A block of data:

____

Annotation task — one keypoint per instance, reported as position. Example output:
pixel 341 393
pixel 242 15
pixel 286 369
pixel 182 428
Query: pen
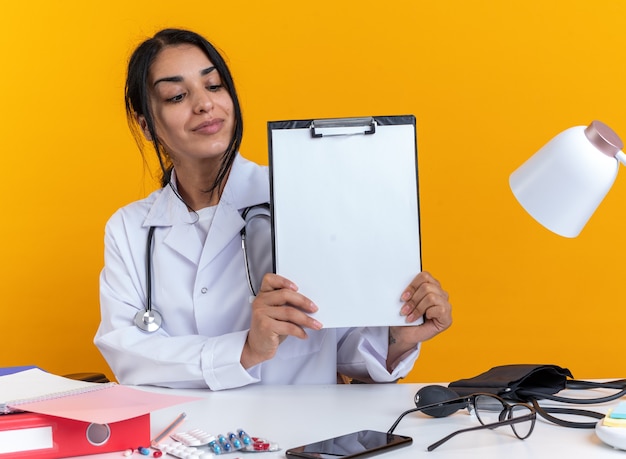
pixel 168 429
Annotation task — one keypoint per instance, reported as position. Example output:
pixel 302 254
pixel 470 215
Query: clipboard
pixel 345 214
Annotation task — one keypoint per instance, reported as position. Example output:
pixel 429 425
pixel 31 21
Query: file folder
pixel 33 435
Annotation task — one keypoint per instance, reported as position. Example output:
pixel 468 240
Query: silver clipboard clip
pixel 343 126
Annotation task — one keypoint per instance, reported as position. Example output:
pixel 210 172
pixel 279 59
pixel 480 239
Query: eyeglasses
pixel 492 412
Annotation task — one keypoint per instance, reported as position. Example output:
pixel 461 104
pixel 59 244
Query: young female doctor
pixel 176 307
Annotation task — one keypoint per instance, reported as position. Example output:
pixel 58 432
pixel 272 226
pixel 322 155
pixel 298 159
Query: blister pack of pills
pixel 182 451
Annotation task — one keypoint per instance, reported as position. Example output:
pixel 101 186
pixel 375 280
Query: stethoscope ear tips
pixel 148 321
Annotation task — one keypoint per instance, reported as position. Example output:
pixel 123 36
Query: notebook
pixel 36 391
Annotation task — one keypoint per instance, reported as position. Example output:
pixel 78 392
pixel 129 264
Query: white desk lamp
pixel 564 182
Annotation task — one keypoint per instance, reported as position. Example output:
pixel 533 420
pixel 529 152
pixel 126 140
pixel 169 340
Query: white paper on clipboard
pixel 345 214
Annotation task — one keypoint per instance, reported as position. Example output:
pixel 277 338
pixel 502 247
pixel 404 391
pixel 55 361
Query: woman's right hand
pixel 278 311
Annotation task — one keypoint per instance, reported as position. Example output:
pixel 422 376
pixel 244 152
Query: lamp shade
pixel 563 183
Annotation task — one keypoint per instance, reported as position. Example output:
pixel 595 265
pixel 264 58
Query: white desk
pixel 296 415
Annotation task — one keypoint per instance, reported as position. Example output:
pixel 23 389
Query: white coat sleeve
pixel 362 354
pixel 136 357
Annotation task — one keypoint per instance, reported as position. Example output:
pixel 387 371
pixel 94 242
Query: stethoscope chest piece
pixel 148 321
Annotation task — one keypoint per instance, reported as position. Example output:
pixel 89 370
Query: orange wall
pixel 489 82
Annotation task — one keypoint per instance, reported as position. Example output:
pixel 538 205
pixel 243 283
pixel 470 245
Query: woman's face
pixel 193 113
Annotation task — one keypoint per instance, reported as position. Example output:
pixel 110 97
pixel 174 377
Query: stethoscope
pixel 150 320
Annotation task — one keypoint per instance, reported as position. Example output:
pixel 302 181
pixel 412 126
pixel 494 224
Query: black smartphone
pixel 356 444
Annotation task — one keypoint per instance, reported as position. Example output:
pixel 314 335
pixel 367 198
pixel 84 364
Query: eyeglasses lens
pixel 490 410
pixel 524 428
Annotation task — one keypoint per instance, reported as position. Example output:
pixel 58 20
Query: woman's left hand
pixel 425 298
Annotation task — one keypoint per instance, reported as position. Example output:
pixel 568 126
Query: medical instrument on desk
pixel 150 320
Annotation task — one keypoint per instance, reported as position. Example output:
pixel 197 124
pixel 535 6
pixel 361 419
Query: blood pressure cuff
pixel 518 382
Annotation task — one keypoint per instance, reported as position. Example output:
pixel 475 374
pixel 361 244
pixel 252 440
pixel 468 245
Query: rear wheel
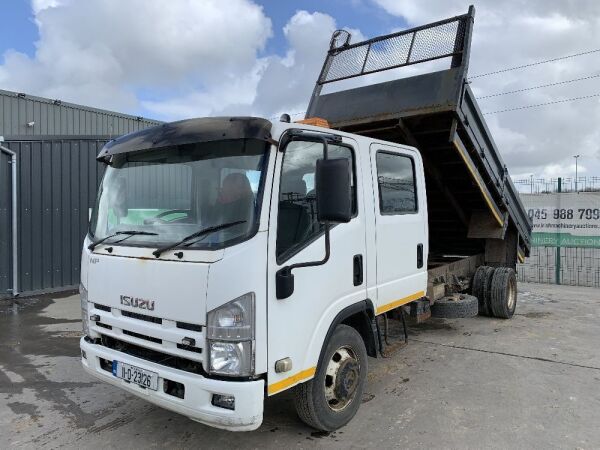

____

Collect every line of the material above that contains the string "white", matching case exactly.

§ **Solution to this problem**
Query: white desk lamp
Query: white paper on clipboard
Query: white desk
Query: white coat sleeve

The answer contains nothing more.